# Start of ENTRIES SUPPLIED

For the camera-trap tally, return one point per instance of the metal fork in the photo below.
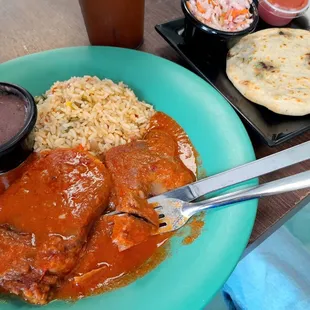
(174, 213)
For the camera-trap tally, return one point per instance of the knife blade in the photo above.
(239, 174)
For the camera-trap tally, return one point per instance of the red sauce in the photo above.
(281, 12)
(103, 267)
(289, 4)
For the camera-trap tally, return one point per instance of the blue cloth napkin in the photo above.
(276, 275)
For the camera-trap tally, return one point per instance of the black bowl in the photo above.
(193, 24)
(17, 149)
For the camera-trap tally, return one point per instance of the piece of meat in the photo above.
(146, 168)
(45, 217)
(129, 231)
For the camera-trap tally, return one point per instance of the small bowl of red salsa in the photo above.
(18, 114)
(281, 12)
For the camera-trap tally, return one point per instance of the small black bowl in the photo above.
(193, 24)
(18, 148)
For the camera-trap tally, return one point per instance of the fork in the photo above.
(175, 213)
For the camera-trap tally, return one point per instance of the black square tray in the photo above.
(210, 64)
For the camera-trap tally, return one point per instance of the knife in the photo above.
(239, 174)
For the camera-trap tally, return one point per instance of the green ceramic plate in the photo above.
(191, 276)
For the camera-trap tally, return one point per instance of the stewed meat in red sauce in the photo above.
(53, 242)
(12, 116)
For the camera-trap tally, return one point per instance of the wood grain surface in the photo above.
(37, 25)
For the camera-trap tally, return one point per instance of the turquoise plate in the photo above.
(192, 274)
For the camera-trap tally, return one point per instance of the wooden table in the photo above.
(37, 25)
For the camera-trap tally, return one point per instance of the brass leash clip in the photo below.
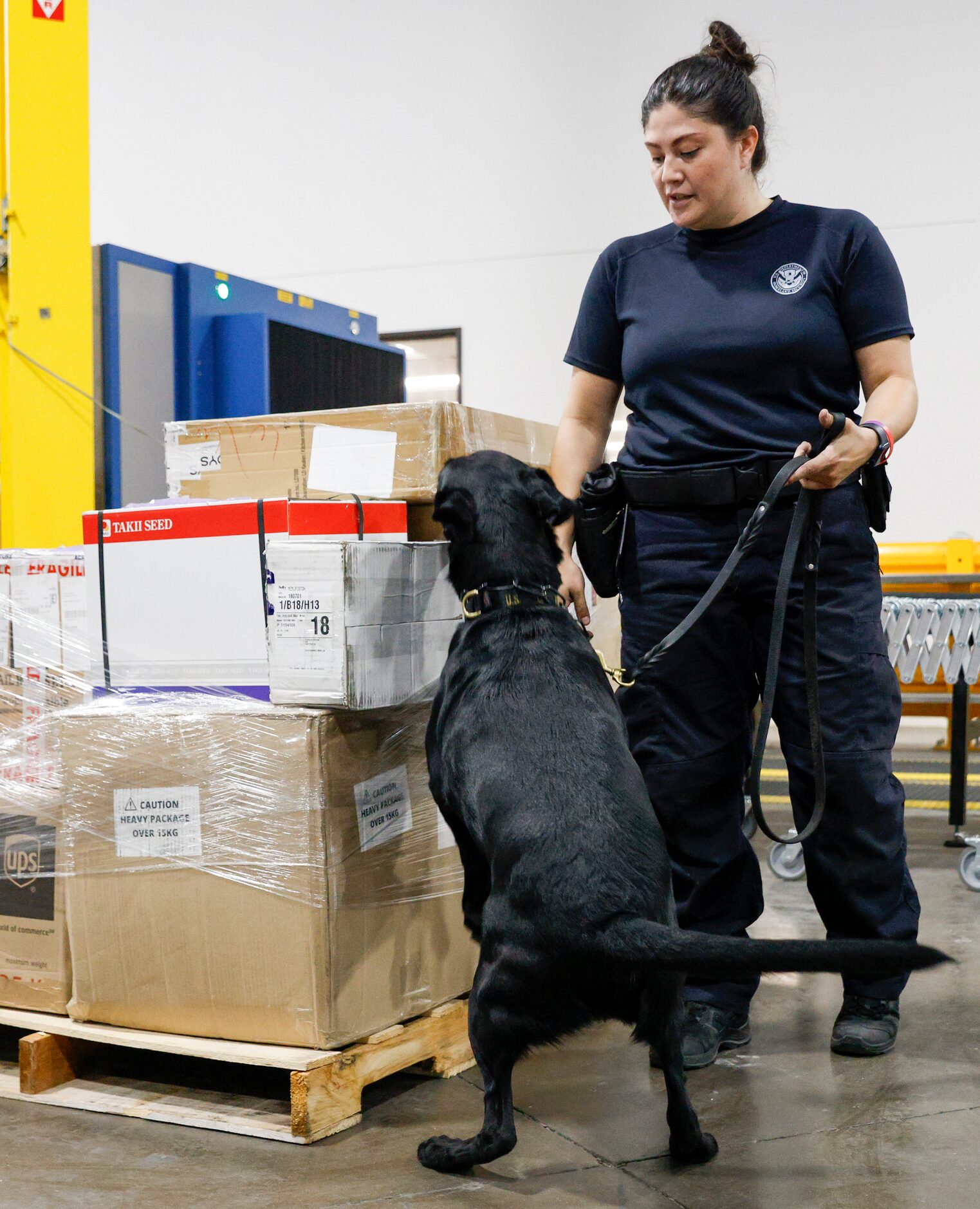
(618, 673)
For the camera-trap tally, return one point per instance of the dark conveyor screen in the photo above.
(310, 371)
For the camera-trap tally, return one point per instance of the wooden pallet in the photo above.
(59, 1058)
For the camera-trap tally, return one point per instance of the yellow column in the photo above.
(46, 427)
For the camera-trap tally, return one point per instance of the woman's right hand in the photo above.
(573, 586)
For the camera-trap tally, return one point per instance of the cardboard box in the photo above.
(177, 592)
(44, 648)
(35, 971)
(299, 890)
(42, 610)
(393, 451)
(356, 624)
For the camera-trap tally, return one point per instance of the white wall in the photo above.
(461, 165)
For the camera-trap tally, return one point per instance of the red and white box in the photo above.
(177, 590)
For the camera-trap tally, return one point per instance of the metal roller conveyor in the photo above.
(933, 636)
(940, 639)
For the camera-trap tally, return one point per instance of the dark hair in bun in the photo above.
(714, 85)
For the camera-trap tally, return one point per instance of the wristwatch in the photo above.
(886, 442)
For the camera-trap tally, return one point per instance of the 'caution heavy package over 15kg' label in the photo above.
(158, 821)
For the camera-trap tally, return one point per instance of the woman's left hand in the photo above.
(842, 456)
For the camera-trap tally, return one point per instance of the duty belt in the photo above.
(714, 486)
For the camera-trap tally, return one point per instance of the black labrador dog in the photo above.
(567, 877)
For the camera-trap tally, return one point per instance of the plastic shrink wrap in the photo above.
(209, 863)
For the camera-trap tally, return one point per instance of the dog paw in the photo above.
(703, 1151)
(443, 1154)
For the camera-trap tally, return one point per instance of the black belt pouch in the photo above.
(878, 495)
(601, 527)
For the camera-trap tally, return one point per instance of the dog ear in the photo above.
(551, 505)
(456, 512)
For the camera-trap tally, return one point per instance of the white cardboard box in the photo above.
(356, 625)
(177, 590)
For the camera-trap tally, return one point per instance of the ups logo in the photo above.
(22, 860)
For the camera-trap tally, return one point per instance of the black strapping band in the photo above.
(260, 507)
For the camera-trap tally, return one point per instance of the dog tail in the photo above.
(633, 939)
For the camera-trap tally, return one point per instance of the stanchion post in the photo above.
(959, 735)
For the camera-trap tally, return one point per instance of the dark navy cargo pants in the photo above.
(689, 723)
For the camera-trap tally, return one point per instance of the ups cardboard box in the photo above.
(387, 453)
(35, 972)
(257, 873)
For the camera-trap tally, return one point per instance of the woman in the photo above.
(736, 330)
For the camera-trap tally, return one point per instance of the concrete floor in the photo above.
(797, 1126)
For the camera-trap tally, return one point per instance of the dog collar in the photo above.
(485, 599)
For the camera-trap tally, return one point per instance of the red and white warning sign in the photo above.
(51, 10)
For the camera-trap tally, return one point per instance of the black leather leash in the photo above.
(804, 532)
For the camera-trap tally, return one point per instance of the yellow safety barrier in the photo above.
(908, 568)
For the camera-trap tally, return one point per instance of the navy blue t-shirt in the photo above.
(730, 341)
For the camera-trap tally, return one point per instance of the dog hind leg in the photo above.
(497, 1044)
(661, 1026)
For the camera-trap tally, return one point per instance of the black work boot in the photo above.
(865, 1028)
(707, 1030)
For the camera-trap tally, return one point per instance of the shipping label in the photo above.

# End of ENTRIES SUPPLIED

● **GIVEN PROBLEM**:
Rewrite all of the lines above with "camera-trap tally" replaced by "inventory count" and everything else unchanged. Leave the pictures out of your answer.

● **RIGHT ANSWER**:
For the inventory count, return one point per instance of the metal fork in the photo below.
(174, 213)
For the inventory count, return one point per instance of the knife blade in the photo above.
(239, 174)
For the inventory count, return one point per instance of the red sauce in the photo above.
(281, 12)
(103, 267)
(289, 4)
For the inventory count, return one point per instance of the blue cloth napkin in the photo above.
(276, 275)
For the inventory count, return one point per instance of the black bowl in the photo above.
(193, 24)
(17, 149)
For the inventory count, return one point per instance of the piece of meat in the photo above.
(146, 168)
(45, 217)
(129, 231)
For the inventory count, return one point per instance of the small bowl of red salsa in the photo above.
(18, 114)
(281, 12)
For the inventory count, return one point per instance of the small black bowl in the photo above.
(193, 24)
(18, 148)
For the inventory count, return one point per instance of the fork in the photo above.
(175, 213)
For the inventory count, return one point per instance of the black square tray in the photo above.
(210, 64)
For the inventory count, return one point per instance of the knife in the photo above.
(239, 174)
For the inventory count, return one point per instance of the green ceramic plate in the photo above.
(191, 276)
For the inventory count, return one point per instance of the stewed meat in red sauce in the photo above.
(53, 242)
(12, 116)
For the inventory count, return one point per instance of the wood grain surface in the photo above.
(37, 25)
For the inventory count, return one point per instance of the turquoise plate in the photo above.
(192, 274)
For the inventory count, return one point per instance of the wooden table in the photo above.
(37, 25)
For the inventory count, return one point per instance of the brass leash clip in the photo below.
(618, 673)
For the inventory count, return one point per instance of the dark conveyor screen in the photo above.
(310, 371)
For the inventory count, return one point per instance of the wooden pallet in the photo above.
(59, 1058)
For the inventory count, return one point per instance of the yellow column in the photo above.
(46, 427)
For the inventory count, return one point per instance of the woman's right hand in the photo above.
(573, 586)
For the inventory count, return one point per instance of the cardboard box in the photo above.
(177, 592)
(44, 648)
(35, 971)
(299, 890)
(42, 610)
(393, 451)
(356, 624)
For the inventory count, return one point per instance of the white wall in the photo above.
(461, 165)
For the inventory count, return one point per instance of the red and white box in the photo above.
(177, 590)
For the inventory count, return one point per instance of the metal roller conveyor in the photo above.
(933, 636)
(940, 639)
For the inventory count, return one point per instance of the dark hair in bun in the photo above.
(714, 85)
For the inventory count, return one point per instance of the wristwatch in the photo above.
(886, 442)
For the inventory count, return one point per instance of the 'caution heavy package over 15kg' label in the photo above.
(158, 821)
For the inventory count, return one point per instance of the woman's left hand in the photo above.
(842, 456)
For the inventory count, return one point per instance of the duty belt in the photo above.
(714, 486)
For the inventory count, return one point per instance of the black labrador dog in the photo above.
(567, 877)
For the inventory count, return one point per instance of the plastic shrink wrap in the photo above.
(209, 863)
For the inventory count, return one point per instance of the dog paw in the photo above.
(703, 1151)
(443, 1154)
For the inventory count, return one point per instance of the black belt pouch in the photo above.
(878, 495)
(601, 527)
For the inventory count, return one point per instance of the dog ear in the photo above.
(551, 505)
(456, 512)
For the inventory count, return one point per instance of the white cardboard box in the photo above.
(356, 625)
(177, 590)
For the inventory count, return one point per instance of the ups logo in the photo above.
(22, 860)
For the inventory count, return one point per instance of the black strapping band in the photo above.
(260, 507)
For the inventory count, return one point per instance of the dog tail in the photo above.
(633, 939)
For the inventory count, return one point per instance of the stanchion post in the photo above.
(959, 735)
For the inventory count, return one point per instance of the dark navy cargo pants in the photo above.
(689, 723)
For the inventory count, return one point per instance of the ups cardboard box in the photo above.
(387, 453)
(35, 972)
(257, 873)
For the inventory count, return one point per instance of the woman in the photo above.
(736, 330)
For the inventory count, return one point per instance of the concrete floor in the photo above.
(797, 1126)
For the inventory count, return one point per instance of the dog collar in the photo above.
(485, 599)
For the inventory count, return one point per instance of the red and white warning sign in the photo above.
(51, 10)
For the inventory count, return one point per instance of the black leather leash in the photo above.
(804, 532)
For the inventory count, return one point per instance of the yellow safety barrier in the photo above.
(908, 568)
For the inventory count, return one point per instance of the navy blue t-shirt in the photo above.
(730, 341)
For the inventory count, return one point per instance of the dog hind leg in the photo above.
(497, 1044)
(661, 1026)
For the inventory count, return one point per instance of the black work boot in the photo above.
(865, 1028)
(707, 1030)
For the inventory count, return one point per instance of the shipping label in the photo above.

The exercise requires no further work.